■ **Information provided**
.....

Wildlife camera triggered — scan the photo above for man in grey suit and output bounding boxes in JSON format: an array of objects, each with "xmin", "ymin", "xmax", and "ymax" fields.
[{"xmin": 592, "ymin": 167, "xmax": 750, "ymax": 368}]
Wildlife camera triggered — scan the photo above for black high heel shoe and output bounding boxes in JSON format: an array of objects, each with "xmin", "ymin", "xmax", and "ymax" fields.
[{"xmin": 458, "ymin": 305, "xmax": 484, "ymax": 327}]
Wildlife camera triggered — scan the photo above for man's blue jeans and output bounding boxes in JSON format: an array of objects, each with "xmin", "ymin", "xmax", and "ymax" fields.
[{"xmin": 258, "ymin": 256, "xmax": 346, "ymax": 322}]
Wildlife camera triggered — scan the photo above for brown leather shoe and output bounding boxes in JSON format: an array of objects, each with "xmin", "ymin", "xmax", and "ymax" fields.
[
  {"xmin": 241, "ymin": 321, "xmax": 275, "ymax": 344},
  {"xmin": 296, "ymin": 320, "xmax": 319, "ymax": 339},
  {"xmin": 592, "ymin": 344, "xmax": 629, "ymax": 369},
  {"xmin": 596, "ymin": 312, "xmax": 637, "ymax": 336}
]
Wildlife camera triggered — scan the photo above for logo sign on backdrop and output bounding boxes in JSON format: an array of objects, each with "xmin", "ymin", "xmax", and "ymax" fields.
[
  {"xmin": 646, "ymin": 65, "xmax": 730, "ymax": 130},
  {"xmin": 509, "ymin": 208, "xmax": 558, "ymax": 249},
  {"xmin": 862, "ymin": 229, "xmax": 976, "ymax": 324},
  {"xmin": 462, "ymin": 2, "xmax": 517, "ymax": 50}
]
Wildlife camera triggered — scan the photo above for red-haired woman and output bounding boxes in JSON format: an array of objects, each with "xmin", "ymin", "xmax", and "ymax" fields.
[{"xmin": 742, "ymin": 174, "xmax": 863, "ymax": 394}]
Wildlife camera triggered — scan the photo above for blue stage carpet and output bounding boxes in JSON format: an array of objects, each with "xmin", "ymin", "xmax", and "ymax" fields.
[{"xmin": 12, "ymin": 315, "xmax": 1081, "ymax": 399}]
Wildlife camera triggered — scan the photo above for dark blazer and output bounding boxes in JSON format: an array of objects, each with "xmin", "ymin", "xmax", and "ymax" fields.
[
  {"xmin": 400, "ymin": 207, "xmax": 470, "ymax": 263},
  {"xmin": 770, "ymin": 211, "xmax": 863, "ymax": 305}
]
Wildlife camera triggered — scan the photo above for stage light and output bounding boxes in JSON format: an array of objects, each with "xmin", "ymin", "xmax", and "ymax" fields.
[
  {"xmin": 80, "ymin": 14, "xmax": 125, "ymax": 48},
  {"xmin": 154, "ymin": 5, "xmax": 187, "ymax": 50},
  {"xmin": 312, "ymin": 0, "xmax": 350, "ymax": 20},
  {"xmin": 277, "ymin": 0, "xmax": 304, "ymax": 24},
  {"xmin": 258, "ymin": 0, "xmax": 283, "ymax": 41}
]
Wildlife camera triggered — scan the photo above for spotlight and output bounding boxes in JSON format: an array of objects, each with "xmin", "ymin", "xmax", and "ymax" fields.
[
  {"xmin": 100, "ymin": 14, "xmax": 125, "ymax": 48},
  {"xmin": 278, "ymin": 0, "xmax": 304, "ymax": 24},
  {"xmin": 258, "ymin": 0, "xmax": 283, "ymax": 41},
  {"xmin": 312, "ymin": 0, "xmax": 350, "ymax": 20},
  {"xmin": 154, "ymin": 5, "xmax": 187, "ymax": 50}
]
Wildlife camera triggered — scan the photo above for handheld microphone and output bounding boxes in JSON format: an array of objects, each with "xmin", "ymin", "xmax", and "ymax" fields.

.....

■ **Set exercise**
Convert every line of the rows above into a two-column Markdown table headed No. and Line, numbering the lines in order and omitting any blank ones.

■ **Solution to this problem**
| No. | Line |
|---|---|
| 1 | Wildlife camera triggered — scan the photo above for man in grey suit and output bounding boxes in JSON format: an array of objects, each with "xmin", "ymin", "xmax", and "ymax" fields. |
| 2 | [{"xmin": 592, "ymin": 167, "xmax": 750, "ymax": 368}] |
| 3 | Wildlife camera triggered — scan the photo above for black high heel shoe and output bounding boxes in JSON format: an array of objects, each with "xmin", "ymin", "xmax", and "ymax" fields. |
| 4 | [{"xmin": 458, "ymin": 305, "xmax": 484, "ymax": 327}] |
| 5 | Wildlife camera triggered — scan the photo above for man's blue jeans and output bounding boxes in JSON format: an array of objects, each with "xmin", "ymin", "xmax", and "ymax" fields. |
| 6 | [{"xmin": 258, "ymin": 256, "xmax": 346, "ymax": 322}] |
| 7 | Wildlife camera triggered — scan the photo above for brown leather shoe and output bounding boxes in JSON format: an array of objects, each with "xmin", "ymin", "xmax", and "ymax" fields. |
| 8 | [ |
| 9 |   {"xmin": 241, "ymin": 321, "xmax": 275, "ymax": 344}, |
| 10 |   {"xmin": 296, "ymin": 320, "xmax": 319, "ymax": 339}, |
| 11 |   {"xmin": 592, "ymin": 344, "xmax": 629, "ymax": 369}, |
| 12 |   {"xmin": 596, "ymin": 312, "xmax": 637, "ymax": 336} |
| 13 | ] |
| 14 | Wildlife camera triggered — scan the photo above for logo sign on backdrop and output bounding boxes in JSON format: an array of objects, each with "xmin", "ymin", "xmax", and "ymax" fields. |
| 15 | [ |
| 16 |   {"xmin": 646, "ymin": 65, "xmax": 730, "ymax": 130}, |
| 17 |   {"xmin": 509, "ymin": 208, "xmax": 558, "ymax": 249}, |
| 18 |   {"xmin": 862, "ymin": 229, "xmax": 976, "ymax": 324}, |
| 19 |   {"xmin": 462, "ymin": 2, "xmax": 517, "ymax": 50} |
| 20 | ] |
| 21 | Wildlife camera triggered — scan the photo above for red-haired woman and output bounding boxes in JSON format: an array of objects, each with "xmin", "ymin", "xmax", and "ymax" fields. |
| 22 | [{"xmin": 742, "ymin": 174, "xmax": 863, "ymax": 394}] |
| 23 | Wildlife camera triggered — scan the photo above for blue stage carpet and output bounding boxes in JSON format: an array of objects, each with "xmin", "ymin", "xmax", and "ymax" fields. |
| 24 | [{"xmin": 12, "ymin": 315, "xmax": 1081, "ymax": 399}] |
| 25 | Wildlife camera triggered — scan the photo above for dark blazer and output bounding boxes in JSON format: an array of objects, each with "xmin", "ymin", "xmax", and "ymax" fields. |
| 26 | [ |
| 27 |   {"xmin": 400, "ymin": 207, "xmax": 470, "ymax": 263}, |
| 28 |   {"xmin": 770, "ymin": 211, "xmax": 863, "ymax": 305} |
| 29 | ] |
| 30 | Wildlife camera triggered — scan the photo above for stage light and output bounding boxes in JSON format: an array of objects, each with "xmin", "ymin", "xmax", and "ymax" fields. |
| 31 | [ |
| 32 |   {"xmin": 80, "ymin": 14, "xmax": 125, "ymax": 48}, |
| 33 |   {"xmin": 154, "ymin": 5, "xmax": 187, "ymax": 50}, |
| 34 |   {"xmin": 312, "ymin": 0, "xmax": 350, "ymax": 20}, |
| 35 |   {"xmin": 277, "ymin": 0, "xmax": 304, "ymax": 24}, |
| 36 |   {"xmin": 258, "ymin": 0, "xmax": 283, "ymax": 41} |
| 37 | ] |
| 38 | Wildlife camera triggered — scan the photo above for spotlight and output bounding boxes in JSON format: an array of objects, each with "xmin", "ymin", "xmax", and "ymax" fields. |
| 39 | [ |
| 40 |   {"xmin": 100, "ymin": 14, "xmax": 125, "ymax": 48}, |
| 41 |   {"xmin": 278, "ymin": 0, "xmax": 304, "ymax": 24}, |
| 42 |   {"xmin": 258, "ymin": 0, "xmax": 283, "ymax": 41}, |
| 43 |   {"xmin": 312, "ymin": 0, "xmax": 350, "ymax": 20}, |
| 44 |   {"xmin": 154, "ymin": 5, "xmax": 187, "ymax": 50} |
| 45 | ] |
| 46 | Wildlife camera triggered — scan the photo above for handheld microphone and output bounding boxes in JSON format: an array of objects, each with "xmin", "ymin", "xmax", and "ymax" fields. |